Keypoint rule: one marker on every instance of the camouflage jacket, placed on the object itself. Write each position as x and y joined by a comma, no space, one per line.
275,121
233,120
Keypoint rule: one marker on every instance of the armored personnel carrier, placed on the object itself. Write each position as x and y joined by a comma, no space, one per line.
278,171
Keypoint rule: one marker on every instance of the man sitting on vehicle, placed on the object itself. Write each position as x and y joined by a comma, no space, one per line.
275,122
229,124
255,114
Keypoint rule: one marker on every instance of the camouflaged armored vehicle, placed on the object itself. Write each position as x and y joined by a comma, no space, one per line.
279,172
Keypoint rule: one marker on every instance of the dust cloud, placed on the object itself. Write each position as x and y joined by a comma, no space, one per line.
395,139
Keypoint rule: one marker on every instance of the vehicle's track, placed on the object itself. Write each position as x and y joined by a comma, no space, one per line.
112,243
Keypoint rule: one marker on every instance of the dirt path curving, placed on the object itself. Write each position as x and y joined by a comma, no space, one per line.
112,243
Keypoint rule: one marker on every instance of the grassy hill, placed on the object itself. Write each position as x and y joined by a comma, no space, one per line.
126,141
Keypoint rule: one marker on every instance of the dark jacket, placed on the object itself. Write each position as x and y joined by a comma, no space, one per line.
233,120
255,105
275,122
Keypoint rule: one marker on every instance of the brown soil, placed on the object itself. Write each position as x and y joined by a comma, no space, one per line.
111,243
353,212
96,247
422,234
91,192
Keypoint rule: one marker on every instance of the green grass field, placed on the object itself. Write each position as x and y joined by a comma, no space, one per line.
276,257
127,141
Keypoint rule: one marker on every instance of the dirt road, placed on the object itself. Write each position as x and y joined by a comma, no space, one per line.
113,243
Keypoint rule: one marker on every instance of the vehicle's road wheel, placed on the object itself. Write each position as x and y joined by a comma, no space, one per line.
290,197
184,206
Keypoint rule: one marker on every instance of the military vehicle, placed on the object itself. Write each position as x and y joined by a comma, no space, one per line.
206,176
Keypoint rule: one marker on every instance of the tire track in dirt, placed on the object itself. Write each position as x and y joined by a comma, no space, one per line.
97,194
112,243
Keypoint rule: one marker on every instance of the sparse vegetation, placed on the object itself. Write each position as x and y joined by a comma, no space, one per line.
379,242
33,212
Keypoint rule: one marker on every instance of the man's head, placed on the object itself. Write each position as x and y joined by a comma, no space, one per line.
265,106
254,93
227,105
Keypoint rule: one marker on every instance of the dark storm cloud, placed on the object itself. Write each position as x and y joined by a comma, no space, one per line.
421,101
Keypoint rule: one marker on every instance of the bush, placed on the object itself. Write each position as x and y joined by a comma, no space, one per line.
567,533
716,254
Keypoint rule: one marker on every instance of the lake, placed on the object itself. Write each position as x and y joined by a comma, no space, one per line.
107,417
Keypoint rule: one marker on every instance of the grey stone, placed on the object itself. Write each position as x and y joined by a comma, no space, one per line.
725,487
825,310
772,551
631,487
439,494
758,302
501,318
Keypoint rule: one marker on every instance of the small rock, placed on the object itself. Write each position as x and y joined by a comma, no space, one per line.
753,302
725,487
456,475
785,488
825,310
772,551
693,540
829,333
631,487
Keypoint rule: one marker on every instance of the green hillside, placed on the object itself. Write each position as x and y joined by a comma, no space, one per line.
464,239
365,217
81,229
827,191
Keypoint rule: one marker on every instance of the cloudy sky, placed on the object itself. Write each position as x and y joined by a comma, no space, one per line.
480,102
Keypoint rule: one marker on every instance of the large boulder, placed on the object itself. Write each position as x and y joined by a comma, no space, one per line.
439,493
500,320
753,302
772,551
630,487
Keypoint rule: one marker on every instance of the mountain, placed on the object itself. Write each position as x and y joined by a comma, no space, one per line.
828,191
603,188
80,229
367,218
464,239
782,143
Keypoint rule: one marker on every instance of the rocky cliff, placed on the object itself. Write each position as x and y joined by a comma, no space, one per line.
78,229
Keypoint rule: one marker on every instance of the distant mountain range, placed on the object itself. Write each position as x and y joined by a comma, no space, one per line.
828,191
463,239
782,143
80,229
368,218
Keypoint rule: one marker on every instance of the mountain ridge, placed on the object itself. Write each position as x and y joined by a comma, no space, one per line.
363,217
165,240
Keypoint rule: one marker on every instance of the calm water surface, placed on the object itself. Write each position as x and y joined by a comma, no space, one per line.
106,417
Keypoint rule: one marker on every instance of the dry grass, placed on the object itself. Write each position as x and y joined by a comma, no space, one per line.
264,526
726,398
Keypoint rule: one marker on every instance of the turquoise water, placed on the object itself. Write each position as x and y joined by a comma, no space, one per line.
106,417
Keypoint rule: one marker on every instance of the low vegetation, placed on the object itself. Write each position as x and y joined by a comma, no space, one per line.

□ □ □ □ □

> _AIM OF THE EXERCISE_:
Make an exact copy of every entry.

> _TASK SOLUTION_:
Keypoint rule: one marker on every instance of the camouflage jacket, placed on the object itself. Write each position as x and y joined by a comma, no space, one per line.
275,121
233,120
Keypoint rule: one marker on every instance of the armored personnel carrier, placed on the object itself. Write each position as x and y joined by a comma, no space, one per line.
278,171
Keypoint rule: one marker on every instance of the man sitting on vehicle, placed on the object itself. Write each position as x and y joined by a comma, no space, one per line.
275,122
229,124
255,114
Keypoint rule: one marker on every instance of the camouflaged armored vehicle, placed on the object itself. Write each position as x and y joined by a comma, no space, one per line.
279,172
Keypoint rule: one marker on every instance of the dust cloud, placed on the object itself. Write each position as x and y joined by a comma, no space, one per line.
395,139
Keypoint rule: one marker on every instance of the vehicle's track, placed on the object itself. Write each position as x and y joined by a comma, no space, one per line.
112,243
Keypoint rule: one marker on every instance of the dirt path curving, placed on the object itself. Write each position as x and y joined by a comma, no space, one per line.
112,243
Keypoint rule: one marker on every instance of the grassy hill, placed on the object itself. Write each position as x and y joined by a comma, no space, one per line.
126,141
Keypoint rule: one marker on every instance of the dark jacket, placed on the object itself. Write each position as x and y joined by a comma, no space, one per line.
233,120
255,105
275,122
Keypoint rule: one marker on every instance of the brown soil, placed on the object itself. Write each position as x and y joined by a comma, no space, one per line.
111,243
353,212
96,247
422,234
91,192
Keypoint rule: one marker on every instance of the green grass field, placed on the object itself. Write each position as x and y joined by a comma, no space, one per line.
276,257
127,141
Keypoint rule: one marker on every instance of the dirt road, placed on the object itself. Write each position as x and y joined by a comma, no space, one per line.
113,243
Keypoint rule: one marker on every instance of the vehicle's road wheel, placed on the object itself. Write each position as x and y joined by a comma, no space, one per line.
290,197
184,206
Keypoint rule: one marker on every instance of the military vehicle, placed on the object itself. Write each position as x and y joined by a comma, no space, one per line.
206,176
Keypoint rule: one marker on every instance of the tire track in dirt, placed on the object itself. Write each position as x and y joined by a comma, no space, one per line.
97,194
112,243
Keypoint rule: one marker on every instance of the sparse vegetation, placed on the object itself. Write each position as x and y joined by a comma, no space, one per line.
379,242
33,212
Keypoint rule: one marker on every instance of the man's head, placed on the object itself. Write each position as x and y joined by a comma, no space, one per line.
265,106
254,93
227,105
Keypoint rule: one marker on every instance of the dark storm cloud, placed on the object itself. Write each position as x and y joined by a comma, no space, one per line.
421,101
Keypoint rule: one marker on every instance of the bush, placed on the object itself. Write each position as x and y joined by a comma, no space, one per line.
567,533
716,254
Keypoint rule: one marker on every instance of the lake, placed on the object itself. Write each position as x and y joined by a comma, no space, one per line.
107,417
Keypoint rule: one marker on every instance of the grey stone, placed on the object itself. Write each position as x and y joined by a comma, no space, one per line.
725,487
825,310
772,551
631,487
439,494
758,302
501,318
Keypoint rule: one marker on every instance of the small rock, placed on the object itself. Write each position as x and y joined by a comma, no space, one per line.
753,302
725,487
456,475
785,488
825,310
772,551
693,540
829,333
631,487
Keypoint rule: one marker on every instance of the green hillside, placed on the object itself. Write each position as x and y joined by a comma, no space, one per line.
464,239
365,217
81,229
827,191
Keypoint rule: one marker on every instance of the cloudy sky, placed on the object itself. Write each position as x and y joined by a comma, no space, one per line.
480,102
Keypoint rule: one marker on every instance of the large boulder, placed on the object itself. Write each position as x and y joined by a comma, no space, one per line.
439,493
500,320
753,302
772,551
630,487
Keypoint rule: one marker on every instance of the mountain, placed on the object itself. Write each position as x and y joined by a comma, no space, one per line.
828,191
603,188
80,229
367,218
464,239
782,143
Keypoint rule: one marker on every instance of the rocky cliff, placed on the object itself. Write each position as x and y joined by a comma, no space, one per line.
78,229
Keypoint rule: one marker on every instance of the distant mountain range, placed on the object itself. Write each position as x and y joined by a comma, no space, one per line.
828,191
463,239
782,143
80,229
368,218
Keypoint rule: one marker on every instance of the mountain ridge, placed on the object itself. Write each position as x and y joined by a comma, no space, one per line.
363,217
165,240
Keypoint rule: one marker on every instance of the calm water surface, placed on the object itself. Write each position as x and y joined by a comma, no space, one per line.
106,417
Keypoint rule: one marker on every instance of the dry grass, placed on the object itself. Write each position as x and y joined by a comma, no space, one per line.
264,526
726,398
Keypoint rule: one marker on every instance of the turquoise water, placed on the object itself. Write each position as x and y joined by a comma, no space, one per line.
106,417
Keypoint rule: one marker on every instance of the low vegetation, placed on the object itself. Write each position as x and y joined by a comma, no space, one per line.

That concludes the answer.